**Work to complete:**
Transcribe exactly, and only, the lines that run from the one containing "For every instance of the flock" through the end of the records.

**Records provided:**
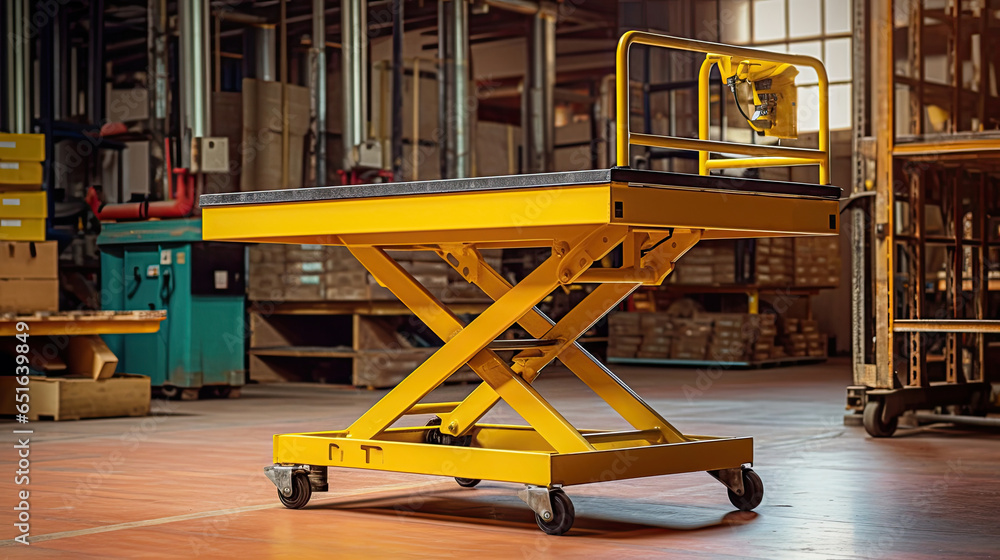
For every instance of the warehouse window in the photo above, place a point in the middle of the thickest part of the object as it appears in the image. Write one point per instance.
(820, 28)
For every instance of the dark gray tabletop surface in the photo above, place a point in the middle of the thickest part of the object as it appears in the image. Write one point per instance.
(592, 177)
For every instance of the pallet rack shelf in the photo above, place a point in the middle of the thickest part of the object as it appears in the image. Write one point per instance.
(353, 343)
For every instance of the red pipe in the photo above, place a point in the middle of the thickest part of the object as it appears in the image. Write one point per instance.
(179, 207)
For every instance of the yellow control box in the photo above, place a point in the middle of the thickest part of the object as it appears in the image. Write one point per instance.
(22, 229)
(22, 147)
(20, 174)
(23, 204)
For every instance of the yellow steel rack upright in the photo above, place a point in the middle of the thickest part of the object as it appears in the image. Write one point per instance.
(655, 217)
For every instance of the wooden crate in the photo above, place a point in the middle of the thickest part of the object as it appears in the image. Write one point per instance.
(76, 398)
(339, 343)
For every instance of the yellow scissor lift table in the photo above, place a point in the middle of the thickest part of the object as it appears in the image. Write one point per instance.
(655, 217)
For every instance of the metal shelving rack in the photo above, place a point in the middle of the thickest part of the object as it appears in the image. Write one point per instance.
(931, 346)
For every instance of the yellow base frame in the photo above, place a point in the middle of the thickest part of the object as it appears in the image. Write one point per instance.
(653, 224)
(549, 451)
(581, 224)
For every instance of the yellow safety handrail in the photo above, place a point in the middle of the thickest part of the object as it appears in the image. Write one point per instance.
(762, 156)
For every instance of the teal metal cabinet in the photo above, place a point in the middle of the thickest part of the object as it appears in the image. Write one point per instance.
(166, 265)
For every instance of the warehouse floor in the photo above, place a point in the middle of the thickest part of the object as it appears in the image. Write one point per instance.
(187, 482)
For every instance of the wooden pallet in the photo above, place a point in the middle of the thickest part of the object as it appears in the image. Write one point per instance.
(348, 343)
(82, 322)
(789, 361)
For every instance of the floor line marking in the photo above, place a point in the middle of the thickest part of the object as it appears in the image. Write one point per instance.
(204, 514)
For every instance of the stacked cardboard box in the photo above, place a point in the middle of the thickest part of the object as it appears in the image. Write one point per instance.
(263, 126)
(691, 338)
(738, 337)
(657, 336)
(802, 338)
(29, 276)
(23, 205)
(817, 262)
(774, 261)
(624, 335)
(708, 263)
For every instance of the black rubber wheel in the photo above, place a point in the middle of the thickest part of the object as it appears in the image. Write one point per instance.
(563, 514)
(221, 391)
(301, 492)
(433, 436)
(874, 424)
(753, 492)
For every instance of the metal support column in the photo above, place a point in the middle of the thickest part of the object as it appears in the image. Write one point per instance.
(354, 76)
(193, 17)
(319, 87)
(159, 124)
(95, 67)
(397, 89)
(538, 111)
(859, 217)
(19, 100)
(453, 78)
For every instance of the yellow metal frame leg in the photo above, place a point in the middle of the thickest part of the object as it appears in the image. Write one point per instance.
(468, 344)
(600, 380)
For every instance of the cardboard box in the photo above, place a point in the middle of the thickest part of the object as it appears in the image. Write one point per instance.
(23, 204)
(20, 175)
(75, 398)
(27, 295)
(89, 356)
(22, 229)
(22, 147)
(29, 259)
(263, 124)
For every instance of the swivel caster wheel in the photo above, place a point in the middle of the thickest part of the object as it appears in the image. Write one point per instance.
(753, 492)
(433, 436)
(562, 515)
(874, 424)
(301, 492)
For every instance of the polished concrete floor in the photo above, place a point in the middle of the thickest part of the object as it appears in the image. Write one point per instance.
(187, 482)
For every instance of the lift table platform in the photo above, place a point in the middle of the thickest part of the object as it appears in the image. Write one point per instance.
(655, 217)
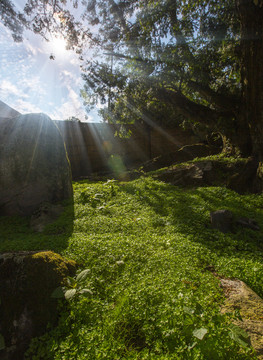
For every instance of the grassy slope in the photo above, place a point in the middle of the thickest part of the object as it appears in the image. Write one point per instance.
(150, 251)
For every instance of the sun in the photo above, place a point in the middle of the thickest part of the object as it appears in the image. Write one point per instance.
(59, 45)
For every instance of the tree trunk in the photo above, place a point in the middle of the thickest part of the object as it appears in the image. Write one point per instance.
(251, 21)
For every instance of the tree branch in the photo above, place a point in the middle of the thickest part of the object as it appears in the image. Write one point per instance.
(224, 102)
(192, 110)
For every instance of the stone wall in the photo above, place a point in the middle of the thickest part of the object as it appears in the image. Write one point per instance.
(96, 147)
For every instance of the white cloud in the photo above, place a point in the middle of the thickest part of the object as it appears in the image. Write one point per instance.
(7, 89)
(25, 107)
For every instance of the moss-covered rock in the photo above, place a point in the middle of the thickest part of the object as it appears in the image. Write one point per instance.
(34, 167)
(240, 297)
(27, 281)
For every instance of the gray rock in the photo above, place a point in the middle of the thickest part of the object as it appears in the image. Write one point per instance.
(222, 220)
(34, 167)
(27, 280)
(45, 215)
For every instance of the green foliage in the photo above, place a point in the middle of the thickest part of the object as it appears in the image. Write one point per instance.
(150, 249)
(75, 287)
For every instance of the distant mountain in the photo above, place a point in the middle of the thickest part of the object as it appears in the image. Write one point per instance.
(6, 111)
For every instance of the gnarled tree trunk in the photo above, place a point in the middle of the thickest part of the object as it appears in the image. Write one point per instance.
(251, 21)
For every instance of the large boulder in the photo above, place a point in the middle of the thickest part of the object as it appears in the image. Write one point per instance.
(34, 167)
(27, 281)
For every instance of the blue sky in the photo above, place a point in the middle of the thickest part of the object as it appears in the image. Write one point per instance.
(32, 82)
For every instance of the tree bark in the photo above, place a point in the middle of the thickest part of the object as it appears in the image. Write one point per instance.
(251, 114)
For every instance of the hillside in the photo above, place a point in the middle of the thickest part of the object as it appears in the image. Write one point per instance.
(155, 263)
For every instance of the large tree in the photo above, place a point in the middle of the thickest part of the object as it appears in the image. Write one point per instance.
(194, 60)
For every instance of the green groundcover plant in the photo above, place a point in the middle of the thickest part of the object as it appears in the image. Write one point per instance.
(145, 289)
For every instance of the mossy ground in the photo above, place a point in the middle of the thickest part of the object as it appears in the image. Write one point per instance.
(150, 250)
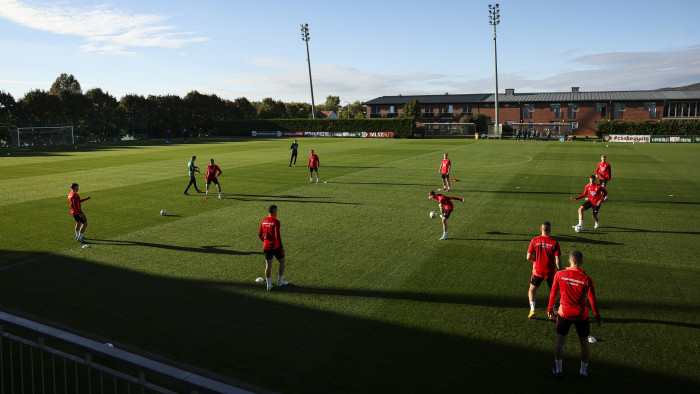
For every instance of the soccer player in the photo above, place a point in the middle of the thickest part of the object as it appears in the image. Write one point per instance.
(595, 194)
(313, 166)
(446, 208)
(544, 254)
(294, 148)
(269, 233)
(573, 284)
(191, 169)
(76, 210)
(445, 173)
(211, 177)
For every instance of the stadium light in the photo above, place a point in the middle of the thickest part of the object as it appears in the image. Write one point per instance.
(305, 37)
(495, 19)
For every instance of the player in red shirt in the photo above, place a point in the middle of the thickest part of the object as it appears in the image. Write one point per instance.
(213, 172)
(595, 194)
(544, 253)
(313, 166)
(269, 233)
(574, 285)
(445, 172)
(446, 208)
(77, 211)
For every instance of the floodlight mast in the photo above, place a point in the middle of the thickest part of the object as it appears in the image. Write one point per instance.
(305, 38)
(495, 19)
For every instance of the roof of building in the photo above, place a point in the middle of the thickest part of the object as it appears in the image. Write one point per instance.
(573, 96)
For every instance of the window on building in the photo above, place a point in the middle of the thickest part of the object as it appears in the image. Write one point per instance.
(528, 109)
(618, 109)
(651, 108)
(556, 108)
(603, 109)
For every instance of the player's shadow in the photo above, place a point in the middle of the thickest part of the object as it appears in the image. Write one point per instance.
(213, 249)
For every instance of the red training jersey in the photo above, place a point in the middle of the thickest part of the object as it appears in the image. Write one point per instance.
(574, 284)
(74, 202)
(543, 250)
(269, 233)
(604, 171)
(445, 201)
(595, 193)
(445, 166)
(212, 170)
(313, 161)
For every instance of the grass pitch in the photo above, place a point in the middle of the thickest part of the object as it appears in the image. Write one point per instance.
(376, 303)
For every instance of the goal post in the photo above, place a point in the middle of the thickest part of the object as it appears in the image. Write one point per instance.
(450, 130)
(45, 135)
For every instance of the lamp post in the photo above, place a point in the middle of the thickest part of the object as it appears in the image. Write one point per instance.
(305, 38)
(495, 19)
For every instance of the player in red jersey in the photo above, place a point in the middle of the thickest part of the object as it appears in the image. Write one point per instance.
(213, 172)
(574, 285)
(269, 233)
(313, 166)
(445, 172)
(544, 253)
(595, 194)
(77, 211)
(446, 208)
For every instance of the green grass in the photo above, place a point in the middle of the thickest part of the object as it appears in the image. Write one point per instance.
(377, 303)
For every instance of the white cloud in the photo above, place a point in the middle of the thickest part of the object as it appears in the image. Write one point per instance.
(105, 30)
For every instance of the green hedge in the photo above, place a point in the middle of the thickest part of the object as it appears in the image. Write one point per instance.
(648, 127)
(401, 127)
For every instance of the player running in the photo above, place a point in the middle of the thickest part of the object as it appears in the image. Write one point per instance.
(544, 254)
(573, 284)
(313, 166)
(213, 172)
(77, 212)
(446, 208)
(595, 194)
(269, 233)
(445, 173)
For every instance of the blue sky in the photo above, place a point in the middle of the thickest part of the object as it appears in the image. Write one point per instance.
(359, 51)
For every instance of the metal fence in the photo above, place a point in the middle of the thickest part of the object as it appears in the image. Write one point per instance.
(35, 358)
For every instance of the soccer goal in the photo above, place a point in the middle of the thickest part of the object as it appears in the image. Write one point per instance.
(450, 130)
(45, 136)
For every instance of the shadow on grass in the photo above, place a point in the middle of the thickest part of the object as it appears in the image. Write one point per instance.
(245, 334)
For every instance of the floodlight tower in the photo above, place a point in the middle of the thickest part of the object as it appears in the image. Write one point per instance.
(495, 19)
(305, 37)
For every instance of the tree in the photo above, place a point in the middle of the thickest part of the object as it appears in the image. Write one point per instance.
(412, 109)
(65, 83)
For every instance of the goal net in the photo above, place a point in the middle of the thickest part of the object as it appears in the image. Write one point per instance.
(449, 130)
(44, 136)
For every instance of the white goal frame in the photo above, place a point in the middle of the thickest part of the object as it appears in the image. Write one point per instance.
(45, 130)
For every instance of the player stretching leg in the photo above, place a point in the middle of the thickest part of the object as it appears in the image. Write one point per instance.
(595, 194)
(446, 208)
(544, 253)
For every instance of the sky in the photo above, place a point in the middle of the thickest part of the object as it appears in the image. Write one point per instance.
(358, 50)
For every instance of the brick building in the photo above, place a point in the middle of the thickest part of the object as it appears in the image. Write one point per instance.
(579, 109)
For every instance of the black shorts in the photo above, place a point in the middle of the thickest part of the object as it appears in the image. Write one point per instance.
(586, 205)
(278, 253)
(537, 281)
(583, 328)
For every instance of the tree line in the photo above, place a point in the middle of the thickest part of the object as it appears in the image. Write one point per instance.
(98, 116)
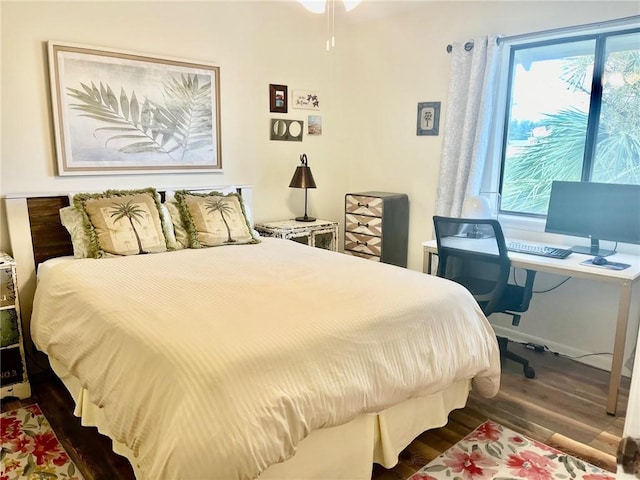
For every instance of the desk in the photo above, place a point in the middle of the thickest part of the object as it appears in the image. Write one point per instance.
(570, 267)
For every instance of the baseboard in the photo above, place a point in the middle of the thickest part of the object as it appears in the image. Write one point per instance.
(603, 362)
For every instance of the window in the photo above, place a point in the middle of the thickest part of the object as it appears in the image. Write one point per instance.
(572, 113)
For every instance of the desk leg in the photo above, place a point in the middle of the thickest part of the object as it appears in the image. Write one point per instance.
(427, 261)
(624, 305)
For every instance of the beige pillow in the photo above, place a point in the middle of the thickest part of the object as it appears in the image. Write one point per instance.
(127, 222)
(180, 232)
(212, 219)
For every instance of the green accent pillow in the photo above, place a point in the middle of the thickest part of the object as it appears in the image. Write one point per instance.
(213, 219)
(123, 222)
(73, 221)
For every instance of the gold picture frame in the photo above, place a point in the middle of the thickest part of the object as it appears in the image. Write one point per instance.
(118, 112)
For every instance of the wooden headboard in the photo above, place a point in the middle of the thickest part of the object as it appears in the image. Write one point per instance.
(37, 235)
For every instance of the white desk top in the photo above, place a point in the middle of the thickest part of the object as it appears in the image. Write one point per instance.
(569, 266)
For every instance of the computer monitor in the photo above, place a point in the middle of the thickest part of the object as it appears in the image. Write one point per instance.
(599, 211)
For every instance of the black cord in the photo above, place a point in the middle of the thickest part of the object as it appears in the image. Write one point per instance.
(515, 280)
(557, 354)
(554, 287)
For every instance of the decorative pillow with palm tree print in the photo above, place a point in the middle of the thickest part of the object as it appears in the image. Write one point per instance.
(123, 222)
(212, 219)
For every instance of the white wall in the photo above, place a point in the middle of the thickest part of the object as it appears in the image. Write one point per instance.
(370, 84)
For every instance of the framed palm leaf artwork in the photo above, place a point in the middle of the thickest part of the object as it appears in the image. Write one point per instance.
(121, 112)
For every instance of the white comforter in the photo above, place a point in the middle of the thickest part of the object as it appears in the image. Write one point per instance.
(215, 363)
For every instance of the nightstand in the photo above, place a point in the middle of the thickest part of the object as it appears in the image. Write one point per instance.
(14, 381)
(319, 233)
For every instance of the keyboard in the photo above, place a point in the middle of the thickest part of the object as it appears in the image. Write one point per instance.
(541, 250)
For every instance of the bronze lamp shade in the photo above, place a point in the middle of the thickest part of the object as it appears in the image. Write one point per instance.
(303, 178)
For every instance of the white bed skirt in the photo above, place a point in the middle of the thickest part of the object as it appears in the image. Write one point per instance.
(344, 452)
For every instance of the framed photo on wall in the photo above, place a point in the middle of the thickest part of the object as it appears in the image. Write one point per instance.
(277, 98)
(428, 118)
(120, 112)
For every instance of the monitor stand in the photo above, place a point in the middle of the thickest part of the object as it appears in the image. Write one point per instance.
(593, 250)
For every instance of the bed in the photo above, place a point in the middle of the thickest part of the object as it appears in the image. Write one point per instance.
(269, 359)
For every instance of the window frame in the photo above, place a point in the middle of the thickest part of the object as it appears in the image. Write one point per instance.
(492, 180)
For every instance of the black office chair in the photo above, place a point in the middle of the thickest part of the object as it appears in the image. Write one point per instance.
(473, 253)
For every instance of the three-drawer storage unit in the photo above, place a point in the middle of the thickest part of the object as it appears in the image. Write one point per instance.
(376, 226)
(13, 369)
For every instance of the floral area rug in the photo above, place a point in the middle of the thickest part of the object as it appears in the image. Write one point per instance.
(30, 449)
(495, 452)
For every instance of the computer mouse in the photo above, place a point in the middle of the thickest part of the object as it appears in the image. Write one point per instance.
(599, 260)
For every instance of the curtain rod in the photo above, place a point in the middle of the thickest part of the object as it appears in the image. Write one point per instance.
(607, 23)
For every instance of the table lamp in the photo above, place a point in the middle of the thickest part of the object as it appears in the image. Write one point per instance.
(302, 178)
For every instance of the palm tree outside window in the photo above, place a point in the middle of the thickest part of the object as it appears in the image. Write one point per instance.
(572, 114)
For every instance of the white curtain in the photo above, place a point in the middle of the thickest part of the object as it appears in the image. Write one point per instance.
(472, 96)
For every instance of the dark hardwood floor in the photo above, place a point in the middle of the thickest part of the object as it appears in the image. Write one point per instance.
(564, 406)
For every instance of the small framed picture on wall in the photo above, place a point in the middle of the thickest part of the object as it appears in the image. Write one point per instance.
(428, 118)
(277, 98)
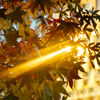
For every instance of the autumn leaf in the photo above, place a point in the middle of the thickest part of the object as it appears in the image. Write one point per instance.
(11, 39)
(12, 51)
(26, 80)
(25, 48)
(32, 4)
(2, 13)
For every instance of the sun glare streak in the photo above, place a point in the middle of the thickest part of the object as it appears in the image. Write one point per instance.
(34, 64)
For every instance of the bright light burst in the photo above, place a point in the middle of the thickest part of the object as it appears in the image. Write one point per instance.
(37, 63)
(93, 33)
(67, 48)
(80, 51)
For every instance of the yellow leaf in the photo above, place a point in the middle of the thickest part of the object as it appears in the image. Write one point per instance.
(21, 31)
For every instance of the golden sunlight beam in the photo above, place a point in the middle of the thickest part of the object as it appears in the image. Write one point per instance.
(37, 63)
(80, 51)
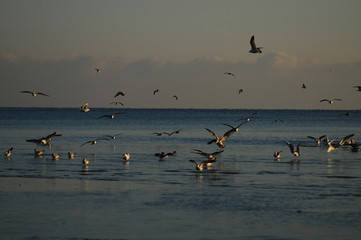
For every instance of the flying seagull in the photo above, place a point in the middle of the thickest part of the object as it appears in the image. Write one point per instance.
(229, 74)
(34, 94)
(111, 116)
(331, 101)
(254, 49)
(219, 141)
(119, 94)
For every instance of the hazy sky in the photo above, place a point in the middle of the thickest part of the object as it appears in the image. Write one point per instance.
(181, 48)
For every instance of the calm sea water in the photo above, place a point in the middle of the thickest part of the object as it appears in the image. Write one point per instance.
(246, 194)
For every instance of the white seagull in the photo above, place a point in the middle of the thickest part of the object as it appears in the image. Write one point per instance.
(254, 49)
(331, 101)
(34, 94)
(85, 108)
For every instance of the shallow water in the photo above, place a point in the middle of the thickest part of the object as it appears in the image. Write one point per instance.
(246, 194)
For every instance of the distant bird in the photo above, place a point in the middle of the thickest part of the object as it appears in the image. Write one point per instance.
(209, 156)
(38, 153)
(112, 136)
(119, 94)
(200, 166)
(229, 74)
(126, 156)
(219, 141)
(254, 49)
(295, 153)
(45, 140)
(8, 152)
(85, 161)
(343, 141)
(277, 154)
(116, 103)
(111, 116)
(55, 156)
(34, 94)
(317, 141)
(174, 132)
(164, 155)
(85, 108)
(331, 101)
(358, 88)
(93, 142)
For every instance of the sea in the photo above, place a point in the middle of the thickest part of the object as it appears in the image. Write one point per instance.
(246, 194)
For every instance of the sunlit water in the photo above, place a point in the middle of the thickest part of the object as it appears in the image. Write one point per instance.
(246, 194)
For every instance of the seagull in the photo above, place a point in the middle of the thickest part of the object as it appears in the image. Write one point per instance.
(342, 142)
(174, 132)
(199, 167)
(296, 153)
(253, 46)
(164, 155)
(38, 153)
(93, 142)
(317, 141)
(126, 156)
(111, 116)
(46, 140)
(55, 156)
(85, 108)
(358, 88)
(116, 103)
(119, 93)
(210, 156)
(85, 161)
(277, 154)
(229, 73)
(8, 152)
(219, 141)
(331, 101)
(34, 94)
(113, 136)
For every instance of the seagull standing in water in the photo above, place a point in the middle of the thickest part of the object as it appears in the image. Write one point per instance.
(35, 94)
(8, 152)
(254, 49)
(200, 166)
(331, 101)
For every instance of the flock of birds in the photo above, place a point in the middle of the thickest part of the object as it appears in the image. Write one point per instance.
(347, 141)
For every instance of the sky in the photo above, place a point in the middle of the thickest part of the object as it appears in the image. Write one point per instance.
(182, 48)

**Result for this task:**
For every instance of the flock of birds in the photo above, place a point in the middle of the thickest part of the object as it appears in the image. Write one point per instance.
(347, 141)
For every instance of the sky in the photo above, place a point in the middle of the thickest part of the object as it appears in the image. Write one point per instance.
(182, 48)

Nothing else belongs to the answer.